-- start --

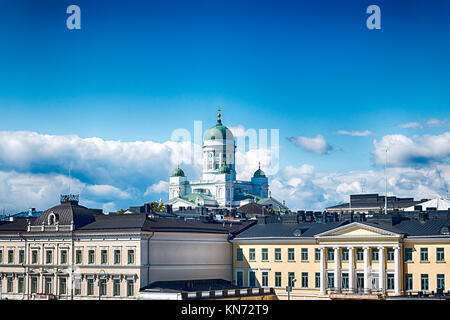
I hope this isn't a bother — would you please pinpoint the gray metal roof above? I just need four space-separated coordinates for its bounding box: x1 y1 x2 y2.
235 221 348 239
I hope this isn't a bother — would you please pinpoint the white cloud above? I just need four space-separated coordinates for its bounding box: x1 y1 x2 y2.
269 164 450 210
144 180 169 196
336 130 373 137
288 134 333 154
397 122 423 129
397 118 450 129
372 132 450 166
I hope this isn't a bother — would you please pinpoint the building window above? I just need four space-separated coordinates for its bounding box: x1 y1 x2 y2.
8 250 14 263
314 272 320 288
342 248 348 261
44 277 53 294
261 248 269 261
405 273 413 290
6 277 14 293
314 249 320 262
113 279 120 297
87 279 94 296
45 250 53 264
17 277 25 293
288 248 295 261
405 248 412 262
356 248 364 261
248 248 256 261
275 272 281 287
327 248 334 261
127 280 134 297
327 272 334 289
275 248 281 261
386 273 395 290
436 248 445 262
31 250 38 264
114 249 119 264
420 248 428 262
75 250 83 264
288 272 295 287
371 248 379 261
372 273 380 290
100 279 108 296
248 270 256 287
128 249 134 264
236 248 244 261
420 274 429 291
386 248 394 262
88 250 95 264
302 248 308 262
100 249 108 264
302 272 308 288
61 250 67 264
236 271 244 287
19 249 25 263
74 278 81 296
436 274 445 290
262 271 269 287
342 273 348 289
31 277 37 293
59 278 67 294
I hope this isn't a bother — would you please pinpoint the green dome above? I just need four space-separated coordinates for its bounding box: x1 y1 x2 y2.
203 121 234 141
219 164 231 173
172 166 184 177
253 166 266 178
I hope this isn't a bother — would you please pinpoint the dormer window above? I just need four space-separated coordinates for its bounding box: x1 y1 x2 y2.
48 212 58 226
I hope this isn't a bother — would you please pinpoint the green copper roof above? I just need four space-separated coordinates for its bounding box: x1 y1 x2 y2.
219 164 231 173
253 169 266 178
172 166 184 177
203 120 234 141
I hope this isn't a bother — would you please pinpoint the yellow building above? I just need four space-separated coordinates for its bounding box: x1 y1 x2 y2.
231 212 450 299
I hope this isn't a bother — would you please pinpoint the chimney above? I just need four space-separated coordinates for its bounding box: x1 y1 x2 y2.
419 211 429 222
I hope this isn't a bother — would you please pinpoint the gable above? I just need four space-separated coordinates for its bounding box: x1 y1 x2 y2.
316 222 400 238
333 227 385 236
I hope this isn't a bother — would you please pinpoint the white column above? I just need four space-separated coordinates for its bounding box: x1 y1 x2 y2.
378 247 386 294
320 248 326 295
347 247 355 292
394 246 400 296
363 247 370 293
334 247 341 292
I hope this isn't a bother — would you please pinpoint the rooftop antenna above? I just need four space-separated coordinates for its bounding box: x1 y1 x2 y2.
384 147 387 215
69 167 72 195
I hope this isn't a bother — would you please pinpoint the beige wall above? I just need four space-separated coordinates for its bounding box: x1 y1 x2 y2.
233 232 450 299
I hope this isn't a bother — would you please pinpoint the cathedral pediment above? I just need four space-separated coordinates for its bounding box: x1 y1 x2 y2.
316 222 401 238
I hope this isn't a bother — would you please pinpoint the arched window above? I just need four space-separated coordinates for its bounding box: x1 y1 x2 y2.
48 212 58 226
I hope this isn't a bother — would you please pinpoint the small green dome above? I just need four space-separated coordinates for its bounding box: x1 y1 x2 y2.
219 164 231 173
203 109 234 141
253 165 266 178
172 165 184 177
203 122 234 141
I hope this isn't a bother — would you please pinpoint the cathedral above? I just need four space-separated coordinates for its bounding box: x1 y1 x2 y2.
166 109 287 210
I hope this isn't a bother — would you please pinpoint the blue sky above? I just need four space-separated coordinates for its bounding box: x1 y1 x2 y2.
0 0 450 214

-- end --

## Challenge
Please print all of the items above again without changing a word, and leave the pictures out.

## Final answer
I hope this isn't a bother — would you please pinpoint the gray metal roof above? I just need four space-separated coordinates for its bounding box: x1 y1 x2 y2.
235 221 348 239
I hope this isn't a bother — would you please pinpoint the white cloud above? I just need four space-separated coordinates for its bounding box: x1 y1 x2 y2.
269 164 450 210
144 180 169 196
336 130 373 137
288 134 333 154
397 122 423 129
397 118 450 129
372 132 450 166
I hope this isn't a bother — would you please pinpoint the building window above? I just need four space-separated coordinates for its bounding box: x1 y1 x2 y2.
8 250 14 263
314 272 320 288
342 248 348 261
44 277 53 294
261 248 269 261
405 273 413 290
6 277 14 293
314 249 320 262
113 279 120 297
87 279 94 296
45 250 53 264
17 277 25 293
288 248 295 261
405 248 412 262
356 248 364 261
248 248 256 261
275 272 281 287
327 248 334 261
127 280 134 297
327 272 334 289
275 248 281 261
386 273 395 290
436 248 445 262
31 250 38 264
114 249 119 264
420 248 428 262
75 250 83 264
288 272 295 287
371 248 379 261
372 273 380 290
100 279 108 296
248 270 256 287
128 249 134 264
236 248 244 261
420 274 429 291
386 248 394 262
88 250 95 264
302 248 308 262
100 249 108 264
302 272 308 288
61 250 67 264
236 271 244 287
19 249 25 263
74 278 81 296
436 274 445 290
262 271 269 287
342 273 348 289
31 277 37 293
59 278 67 294
I hope this isn't a bother — would you please pinpoint the green dome above? I just need four space-separated coordinates for its bounding box: x1 y1 x2 y2.
203 121 234 141
219 164 231 173
172 166 184 177
253 166 266 178
I hope this isn't a bother — would you please pinpoint the dormer window above? I just need four space-separated coordinates for its bounding box: x1 y1 x2 y2.
48 212 58 226
I hope this isn't a bother — would you please pinpoint the green copper roof above? I just need four space-separated coordinates for its bounding box: x1 y1 x2 y2.
219 164 231 173
253 169 266 178
172 166 184 177
203 120 234 141
I hope this isn't a bother — would you please pinpoint the yellow building above? I just need four space-separated coordinates for its bounding box: x1 y1 x2 y2.
231 212 450 299
I hope this isn't a bother — would you please pinpoint the chimney above? I just need four space-separated coordinates for its bounding box: x1 y1 x2 y2.
419 211 429 222
I hope this isn't a bother — would you please pinpoint the gable above? I just need four space-separated coordinates for its bounding box: x1 y1 x2 y2.
316 222 400 238
333 227 385 236
I hope this isn't a bother — would you please pinpoint the white column above? I just need four space-separated coordinates for its bounding box: x1 y1 x2 y2.
378 247 386 294
320 248 326 295
347 247 355 292
394 246 400 296
363 247 370 293
334 247 341 292
I hope this isn't a bother — would you please pinpoint the rooftop antenna above? I just need four space-separated coordinates for its bounding box: x1 y1 x2 y2.
384 147 387 215
69 167 72 195
I hope this isn't a bother — would you please pinpoint the beige wall above? I just need four space-separated coordinates for its bounding box: x1 y1 x2 y2.
233 232 450 299
I hope this isn't a bother — would you please pinpoint the cathedral pediment above? I just need four space-separated coordinates for its bounding box: x1 y1 x2 y2.
316 222 401 238
I hope this isn't a bother — would you please pinpoint the arched window above? I just need four space-separated coordinates for its bounding box: x1 y1 x2 y2.
48 212 58 226
I hope this isn't a bother — would you please pinpoint the small green dome above? I just need four space-separated coordinates for its bounding box: x1 y1 x2 y2.
219 164 231 173
203 109 234 141
253 165 266 178
172 165 184 177
203 122 234 141
I hope this isn't a bother — would you please pinpoint the cathedral above? I just need four space-separated coordinates for its bounding box: x1 y1 x2 y2.
166 109 287 210
I hope this isn't a bother — would you please pinpoint the blue sky above? I just need four space-separated coordinates for its bounding box: x1 y1 x2 y2.
0 0 450 214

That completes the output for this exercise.